Document text:

GERMAN
Language and Reading Courses -- Graduate Courses -- Undergraduate Courses
UNDERGRADUATE COURSES: Fall 2009
Images of America in German Literature.
GRMN 25809.
Images of America in German Literature
Since the Declaration of Independence in 1776, European imagination has time and again fantasized about the difference between the ‘old’ and the ‘new’ worlds. Whereas to many people in the 19th century, America appeared to be the promised land where they could escape from the misery of industrialization and from the backwardness of European politics, others very soon conceived the United States as the incarnation of all the evils of modernity: unleashed capitalism, cultural uprooting, and the rule of the crowd. America as both a positive and a negative utopia has also been reflected in German literature, from Goethe’s “Auswandererbund” (in “Wilhelm Meisters Wanderjahre”) to Kafka’s novel “Der Verschollene”, and beyond. The course will trace images of America in German literature through the 19th and 20th centuries. It will focus on America as a phantasmagoric space, i. e. as a projection screen where European concepts of identity, of ‘Bildung’, of politics, but also of space itself and its esthetic representation are challenged.

Dataset excerpts:
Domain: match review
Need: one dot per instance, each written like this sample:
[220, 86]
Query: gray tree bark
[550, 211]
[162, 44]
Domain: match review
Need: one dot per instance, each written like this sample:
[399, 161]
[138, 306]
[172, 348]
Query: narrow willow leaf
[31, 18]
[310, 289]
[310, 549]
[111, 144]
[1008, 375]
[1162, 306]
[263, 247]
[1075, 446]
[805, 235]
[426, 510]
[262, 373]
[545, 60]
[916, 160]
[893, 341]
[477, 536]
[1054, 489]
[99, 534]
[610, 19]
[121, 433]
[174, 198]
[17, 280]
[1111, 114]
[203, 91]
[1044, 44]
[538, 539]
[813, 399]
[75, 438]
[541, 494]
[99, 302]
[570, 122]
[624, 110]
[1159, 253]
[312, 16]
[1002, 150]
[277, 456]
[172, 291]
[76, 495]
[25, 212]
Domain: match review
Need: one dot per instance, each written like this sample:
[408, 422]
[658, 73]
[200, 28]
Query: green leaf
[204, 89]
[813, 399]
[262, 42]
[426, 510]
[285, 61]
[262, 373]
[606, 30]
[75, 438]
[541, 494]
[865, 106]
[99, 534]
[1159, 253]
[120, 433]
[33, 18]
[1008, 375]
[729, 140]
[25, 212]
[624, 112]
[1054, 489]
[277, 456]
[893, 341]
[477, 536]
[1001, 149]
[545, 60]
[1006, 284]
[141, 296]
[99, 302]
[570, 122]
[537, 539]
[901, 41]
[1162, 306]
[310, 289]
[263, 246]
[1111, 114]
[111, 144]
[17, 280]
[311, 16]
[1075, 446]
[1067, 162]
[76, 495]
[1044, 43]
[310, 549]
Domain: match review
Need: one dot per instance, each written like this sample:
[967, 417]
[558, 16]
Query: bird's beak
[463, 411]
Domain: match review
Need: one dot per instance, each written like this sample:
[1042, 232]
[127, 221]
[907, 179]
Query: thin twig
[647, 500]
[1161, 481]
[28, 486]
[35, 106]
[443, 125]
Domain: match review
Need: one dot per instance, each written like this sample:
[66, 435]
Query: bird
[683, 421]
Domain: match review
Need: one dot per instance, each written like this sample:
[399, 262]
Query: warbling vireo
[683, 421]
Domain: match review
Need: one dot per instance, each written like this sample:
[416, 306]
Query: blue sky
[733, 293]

Request: According to the German course description, through which centuries will the course trace images of America in German literature?

Result below: The 19th and 20th centuries.